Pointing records

***

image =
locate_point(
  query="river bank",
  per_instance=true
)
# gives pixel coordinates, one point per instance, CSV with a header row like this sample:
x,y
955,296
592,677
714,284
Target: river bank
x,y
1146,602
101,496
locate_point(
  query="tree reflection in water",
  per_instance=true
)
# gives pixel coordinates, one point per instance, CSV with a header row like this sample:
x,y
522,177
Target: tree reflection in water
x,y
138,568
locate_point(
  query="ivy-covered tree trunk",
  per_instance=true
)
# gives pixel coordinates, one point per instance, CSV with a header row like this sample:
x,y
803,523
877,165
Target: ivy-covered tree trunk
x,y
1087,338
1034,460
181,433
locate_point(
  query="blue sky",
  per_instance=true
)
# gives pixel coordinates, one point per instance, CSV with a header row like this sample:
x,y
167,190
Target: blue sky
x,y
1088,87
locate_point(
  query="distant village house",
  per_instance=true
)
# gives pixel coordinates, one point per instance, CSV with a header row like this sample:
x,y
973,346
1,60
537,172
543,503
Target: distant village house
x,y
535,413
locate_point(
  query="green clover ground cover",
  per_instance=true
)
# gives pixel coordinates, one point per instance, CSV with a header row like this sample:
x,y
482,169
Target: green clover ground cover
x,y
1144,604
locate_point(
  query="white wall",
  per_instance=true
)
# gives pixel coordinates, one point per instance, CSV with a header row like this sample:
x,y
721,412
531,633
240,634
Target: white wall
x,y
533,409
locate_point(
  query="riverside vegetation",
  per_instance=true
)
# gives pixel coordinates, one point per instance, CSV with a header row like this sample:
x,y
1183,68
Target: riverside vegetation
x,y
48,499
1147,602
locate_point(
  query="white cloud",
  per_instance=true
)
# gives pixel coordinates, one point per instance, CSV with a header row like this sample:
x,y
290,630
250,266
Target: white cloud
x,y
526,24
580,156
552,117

***

- STATED PROBLEM
Print out every record again, exactly and in full.

- CORRECT ANSWER
image =
locate_point(
  query="river bank",
  per_instance=true
)
# gives pixel coordinates, one point per instance, CSV with a header row like this sample:
x,y
955,296
592,677
714,284
Target: river bank
x,y
1146,602
101,496
locate_point(
  query="tree reflection in water",
  per_instance=true
)
# gives pixel coordinates, one point per instance, CSV with a header row like this sample:
x,y
522,177
Target: tree reflection in water
x,y
138,568
locate_point(
  query="ivy-covered tree trunk",
  per_instance=true
)
# gives pixel coordinates, one point per instance, CSV with a header row like this sample:
x,y
803,523
877,165
Target: ivy-covered tree trunk
x,y
1087,338
1034,460
181,433
locate_point(
  query="blue sky",
  per_instance=true
)
# gives pixel coordinates, one point per instance, CSV with a header row like this sample:
x,y
167,190
Target: blue sky
x,y
1088,87
locate_point(
  query="distant village house",
  per_instance=true
)
# gives pixel coordinates, one point per instance, CSV with a header row like this sample:
x,y
973,346
1,60
537,172
543,503
Target: distant village house
x,y
535,413
locate_point(
  query="green clover ground cover",
  per_instance=true
)
# gives pixel coordinates, one point per instance, CSV with a header row like this sample:
x,y
482,169
Target: green clover ground cover
x,y
1144,604
locate_point(
  query="white wall",
  per_instance=true
)
# gives pixel coordinates, one point per instance, CSV with a header row like this sample:
x,y
721,412
531,633
240,634
Target: white wall
x,y
533,409
locate_point(
  query="riverside vegetation",
  per_instance=true
)
# gives pixel coordinates, one point per instance, CSV with a header row like this sample:
x,y
1183,68
Target: riverside vegetation
x,y
48,499
1147,602
locate_point(
  query="white cloud",
  per_instance=true
)
# gives pixel coordinates, one point per instance, CSV with a header row like this sample:
x,y
290,630
250,266
Target: white cloud
x,y
526,24
580,156
552,117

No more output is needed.